→ Potongan Dokumen:
= = = = =
Dunia
serba pragmatis. Ya! Apa mau dikata kita sedang berhadapan dengan wujud satu
itu. Pragmatisme telah menyebar ke berbagai ranah kehidupan. Bukan sebuah hal
baru jika kita melihat pragmatisme sebagai buah dari sistem yang telah dianut
oleh sebagian masyarakat kita saat ini. Dalam dunia pendidikan hal tersebut
nampak nyata dalam kelangsungan proses. Lemahnya pendampingan serta kurangnya
greget di dalam membina para penerus bangsa telah menyebabkan budaya pragmatisme
merebak di dalam pendidikan.
Budaya pragmatisme memang telah mengakar di dalam
pendidikan kita. Terutama merambah di dalam institusi pendidikan yang telah
menyulap sekolah-sekolah hingga perguruan tinggi menjadi wilayah pragmatis.
Sumber daya manusia diciptakan melalui jaring-jaring yang telah tersentuh
nuansa instan. Sistem pendidikan tidak lagi mendorong peserta didik untuk
berkembang menyesuaikan bakat yang dimiliki. Tetapi pada pemenuhan kuota kelas
dan pemenuhan terhadap standar nilai yang sudah ditetapkan.
Tulisan yang saya buat ini pada dasarnya tidak akan
memperdebatkan bahkan menjelek-jelekan sistem pragmatisme tersebut. Tetapi
mencoba bersikap realistis terhadap keadaan dunia saat ini yang dapat dikatakan
serba pragmatis. Namun yang masih saya pertanyakan hingga saat ini adalah
mengapa dan bagaimana budaya seperti ini direproduksi dan dimodifikasi
sedemikian rupa sehingga mengarah ke bentuk pragmatis apalagi di dalam
pendidikan. Terkadang seseorang harus mencari keluar ranah pendidikan guna
memahami esensi dan makna ilmu yang sebenarnya. Lalu pertanyaan saat ini apakah
lembaga pendidikan hanya sebatas untuk memenuhi tradisi mobilitas vertikal? Bagi
sebagian masyarakat mungkin memang masih menganggap demikian dengan bersekolah
maka akan mengangkat derajat seseorang. Tetapi apa yang dihasilkan dari
pembelajaran seharusnya berbanding lurus dengan perkembangan manusia negeri
ini. Namun pada kenyataannya jenjang antara mereka yang berpendidikan dengan
yang tidak berpendidikan masih memiliki gap yang cukup jauh.
= = = = =
→ Sasaran Tugas:
Tentukan apakah setiap pernyataan berikut sesuai dengan tulisan tentang budaya pragmatisme dalam pendidikan di atas. Jawab ya atau tidak, lalu kutip kata-kata penentunya dari tulisan itu.
1. Penulis bermaksud menjelek-jelekkan sistem pragmatisme.
2. Lemahnya pendampingan disebut sebagai salah satu penyebab merebaknya budaya pragmatisme dalam pendidikan.
3. Jarak antara orang yang berpendidikan dan yang tidak berpendidikan masih cukup jauh.

→ Cuplikan Data:
= = = = =
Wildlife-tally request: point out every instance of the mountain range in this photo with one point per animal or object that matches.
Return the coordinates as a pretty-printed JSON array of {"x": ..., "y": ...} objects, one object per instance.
= = = = =
→ Hasil Pengerjaan:
1. Tidak: "Tulisan yang saya buat ini pada dasarnya tidak akan memperdebatkan bahkan menjelek-jelekan sistem pragmatisme tersebut."
2. Ya: "Lemahnya pendampingan serta kurangnya greget di dalam membina para penerus bangsa telah menyebabkan budaya pragmatisme merebak di dalam pendidikan."
3. Ya: "jenjang antara mereka yang berpendidikan dengan yang tidak berpendidikan masih memiliki gap yang cukup jauh."